Réflexions

Les guerres du paraître

28/11/2011 | par Sara Yoheved Rigler

Les guerres de Hanouka ne sont pas terminées

À quinze ans, Monica était déjà une poétesse et une musicienne accomplie, pleine de vie, et possédant un QI de 165. Elle était la fille unique de parents, tous les deux professeurs, qui l’aimaient comme on peut aimer sa fille unique. Pourtant, Monica était tellement dépressive qu’elle du suivre une psychothérapie. 

Qu’est-ce qui la déprimait tant ? Son apparence. « Je suis une baleine pleine de boutons » disait-elle d’elle-même. « Quand je marche dans les couloirs de l’école, j’ai l’impression d’être un monstre. »  

Même les autres filles, obsédées par la ligne, ne voulaient pas être vues en sa compagnie.

Tous les enfants l’évitaient parce qu’elle était grosse. « D’accord, je suis une bonne musicienne, mais rares sont les garçons qui recherchent une fille qui joue du Bach » déclarait-elle avec une pointe d’humour. Même les autres filles, obsédées par la ligne, ne voulaient pas être vues en sa compagnie. « Je vois bien qu’on me jette un regard, on me trouve moche et on détourne le regard », racontait-elle à son médecin traitant. « Ils ne me regardent même pas comme une personne ».

→ **Lignes**:
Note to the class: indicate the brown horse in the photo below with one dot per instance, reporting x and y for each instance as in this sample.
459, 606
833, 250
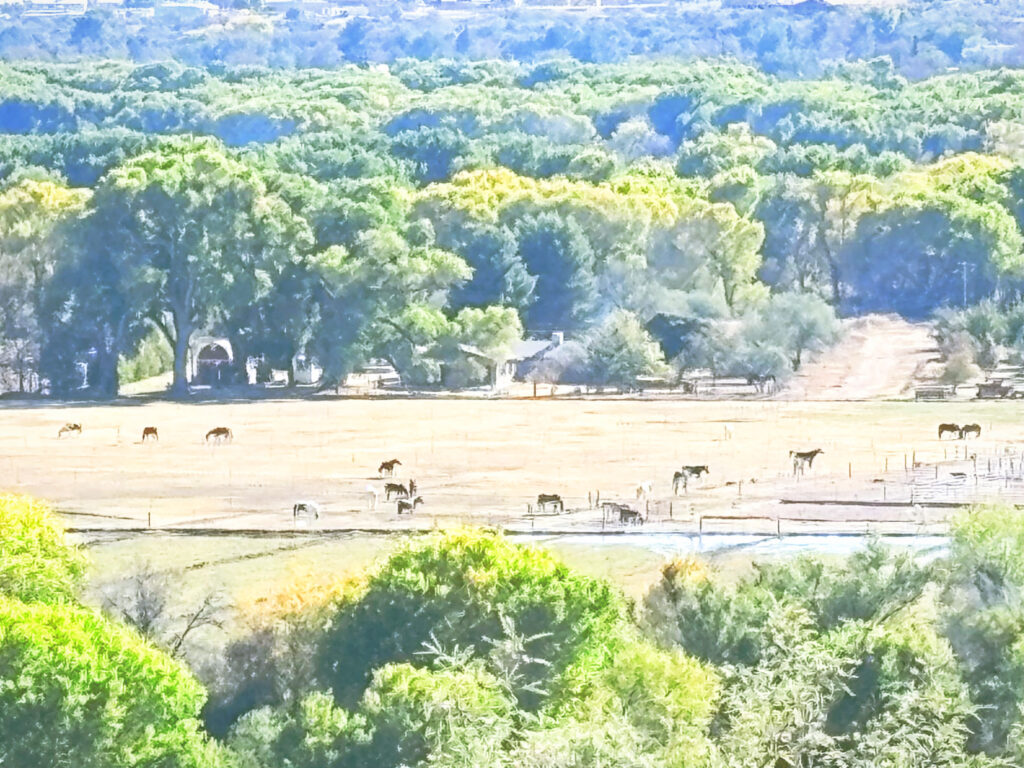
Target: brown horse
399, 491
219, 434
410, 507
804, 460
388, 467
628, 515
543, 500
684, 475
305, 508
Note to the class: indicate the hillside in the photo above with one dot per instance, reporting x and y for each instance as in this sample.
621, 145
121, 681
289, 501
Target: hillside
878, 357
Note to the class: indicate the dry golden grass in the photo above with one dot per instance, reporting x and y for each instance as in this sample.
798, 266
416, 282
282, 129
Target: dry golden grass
...
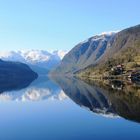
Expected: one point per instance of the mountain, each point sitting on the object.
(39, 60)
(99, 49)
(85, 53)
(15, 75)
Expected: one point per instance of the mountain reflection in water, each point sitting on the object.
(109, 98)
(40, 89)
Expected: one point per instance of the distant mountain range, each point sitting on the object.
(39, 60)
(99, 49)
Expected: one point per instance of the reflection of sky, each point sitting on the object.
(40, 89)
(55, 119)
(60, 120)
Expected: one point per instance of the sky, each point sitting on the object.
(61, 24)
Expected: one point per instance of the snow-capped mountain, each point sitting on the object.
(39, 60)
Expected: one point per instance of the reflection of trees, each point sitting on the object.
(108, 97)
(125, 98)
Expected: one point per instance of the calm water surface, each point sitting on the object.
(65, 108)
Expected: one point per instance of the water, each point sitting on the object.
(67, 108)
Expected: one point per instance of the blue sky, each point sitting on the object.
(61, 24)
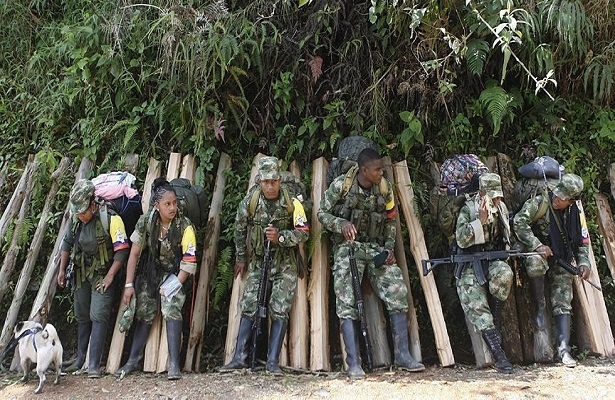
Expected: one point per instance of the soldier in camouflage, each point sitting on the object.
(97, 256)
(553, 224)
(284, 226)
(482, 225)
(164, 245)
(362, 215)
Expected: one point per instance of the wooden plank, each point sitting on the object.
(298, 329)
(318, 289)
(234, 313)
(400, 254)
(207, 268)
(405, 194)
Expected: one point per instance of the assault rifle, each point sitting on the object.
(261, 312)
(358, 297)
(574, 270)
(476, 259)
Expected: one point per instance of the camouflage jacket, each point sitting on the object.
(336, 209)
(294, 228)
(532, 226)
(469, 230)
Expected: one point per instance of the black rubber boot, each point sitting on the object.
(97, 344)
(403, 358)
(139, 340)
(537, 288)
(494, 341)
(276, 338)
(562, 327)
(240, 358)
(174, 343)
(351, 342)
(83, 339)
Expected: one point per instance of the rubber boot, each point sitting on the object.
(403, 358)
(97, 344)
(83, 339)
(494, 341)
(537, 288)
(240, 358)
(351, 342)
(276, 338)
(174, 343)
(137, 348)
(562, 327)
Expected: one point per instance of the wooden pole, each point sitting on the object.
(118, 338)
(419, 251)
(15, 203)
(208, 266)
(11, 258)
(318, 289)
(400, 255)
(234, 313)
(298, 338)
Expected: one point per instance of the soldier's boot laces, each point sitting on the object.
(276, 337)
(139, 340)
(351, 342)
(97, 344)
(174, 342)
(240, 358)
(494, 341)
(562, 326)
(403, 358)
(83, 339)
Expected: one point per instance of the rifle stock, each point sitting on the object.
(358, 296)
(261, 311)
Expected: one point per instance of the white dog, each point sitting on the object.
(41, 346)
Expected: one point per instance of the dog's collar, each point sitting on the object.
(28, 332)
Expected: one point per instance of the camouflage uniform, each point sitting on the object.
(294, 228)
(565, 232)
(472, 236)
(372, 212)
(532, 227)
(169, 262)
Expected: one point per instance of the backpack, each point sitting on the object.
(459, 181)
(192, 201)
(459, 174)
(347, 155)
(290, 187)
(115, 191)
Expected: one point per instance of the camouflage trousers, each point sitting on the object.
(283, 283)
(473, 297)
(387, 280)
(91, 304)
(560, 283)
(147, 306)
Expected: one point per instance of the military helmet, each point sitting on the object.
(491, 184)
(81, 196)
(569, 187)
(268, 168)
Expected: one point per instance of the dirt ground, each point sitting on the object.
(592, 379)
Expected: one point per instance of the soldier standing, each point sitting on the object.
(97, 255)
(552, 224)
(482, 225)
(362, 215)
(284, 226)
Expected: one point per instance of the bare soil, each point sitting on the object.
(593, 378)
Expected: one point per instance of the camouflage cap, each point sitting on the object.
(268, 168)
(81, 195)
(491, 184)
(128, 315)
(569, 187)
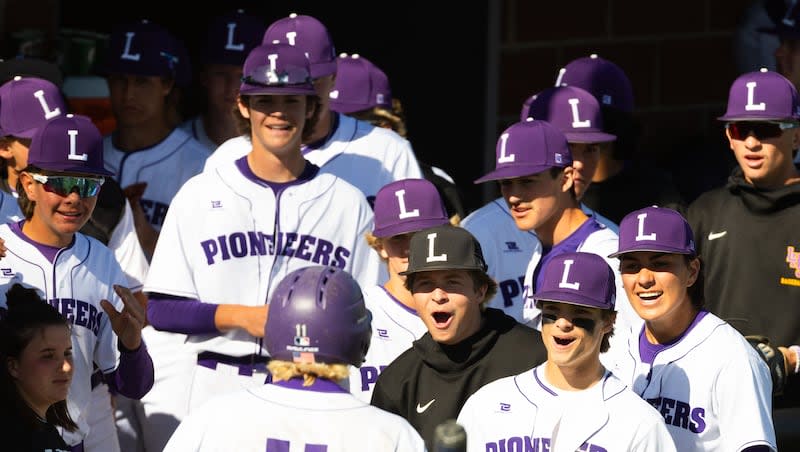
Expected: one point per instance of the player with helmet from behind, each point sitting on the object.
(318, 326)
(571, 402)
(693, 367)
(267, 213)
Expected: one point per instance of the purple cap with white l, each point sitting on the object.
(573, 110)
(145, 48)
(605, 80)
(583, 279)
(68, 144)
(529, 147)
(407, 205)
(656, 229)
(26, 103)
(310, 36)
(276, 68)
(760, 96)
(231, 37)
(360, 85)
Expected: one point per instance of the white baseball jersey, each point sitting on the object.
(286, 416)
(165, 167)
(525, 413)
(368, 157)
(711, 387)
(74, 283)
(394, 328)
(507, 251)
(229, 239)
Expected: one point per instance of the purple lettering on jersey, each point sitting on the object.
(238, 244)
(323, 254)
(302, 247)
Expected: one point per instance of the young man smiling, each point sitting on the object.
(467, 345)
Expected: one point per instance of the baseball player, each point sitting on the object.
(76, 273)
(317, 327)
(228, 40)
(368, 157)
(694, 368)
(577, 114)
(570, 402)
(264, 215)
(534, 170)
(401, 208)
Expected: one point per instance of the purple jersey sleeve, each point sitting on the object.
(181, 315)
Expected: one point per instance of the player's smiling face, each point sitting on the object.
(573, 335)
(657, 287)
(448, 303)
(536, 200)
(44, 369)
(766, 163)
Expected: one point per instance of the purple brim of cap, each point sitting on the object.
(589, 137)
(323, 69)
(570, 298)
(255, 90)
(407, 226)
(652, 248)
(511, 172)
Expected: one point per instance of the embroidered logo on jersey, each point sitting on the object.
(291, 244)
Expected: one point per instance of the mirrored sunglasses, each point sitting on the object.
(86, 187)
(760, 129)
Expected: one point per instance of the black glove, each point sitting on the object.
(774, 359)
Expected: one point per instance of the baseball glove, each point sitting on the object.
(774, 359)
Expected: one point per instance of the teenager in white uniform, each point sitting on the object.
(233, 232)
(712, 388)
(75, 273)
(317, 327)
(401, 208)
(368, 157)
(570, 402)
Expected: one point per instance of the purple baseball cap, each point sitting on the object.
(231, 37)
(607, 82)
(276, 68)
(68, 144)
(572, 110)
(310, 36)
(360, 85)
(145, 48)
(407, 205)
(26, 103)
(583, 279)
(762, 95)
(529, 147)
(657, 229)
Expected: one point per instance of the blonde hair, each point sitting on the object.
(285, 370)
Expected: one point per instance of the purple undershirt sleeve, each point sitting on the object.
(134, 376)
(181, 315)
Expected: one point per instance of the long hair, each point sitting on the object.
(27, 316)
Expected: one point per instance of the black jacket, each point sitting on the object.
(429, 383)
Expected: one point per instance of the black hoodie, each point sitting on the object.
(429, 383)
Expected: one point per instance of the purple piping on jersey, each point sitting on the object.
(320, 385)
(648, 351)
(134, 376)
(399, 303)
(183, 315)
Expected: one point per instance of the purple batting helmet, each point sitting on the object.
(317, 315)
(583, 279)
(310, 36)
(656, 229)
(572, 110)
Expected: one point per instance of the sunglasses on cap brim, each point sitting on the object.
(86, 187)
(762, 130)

→ **Problèmes à résoudre**:
1 - Répondez brièvement, d'après le texte sur Monica :
(a) Quel QI Monica possède-t-elle à quinze ans ?
(b) Quelle profession exercent ses deux parents ?
(c) De quel compositeur Monica dit-elle jouer la musique ?
2 - Combien de lignes contiennent la chaîne « soldier », en tenant compte de la casse ? Donnez uniquement le nombre.
Les lignes ci-dessus n'ont aucun lien avec le texte.

→ **Réponses par tâche**:
1 -
(a) Un QI de 165.
(b) Ils sont tous les deux professeurs.
(c) Bach.

2 - 3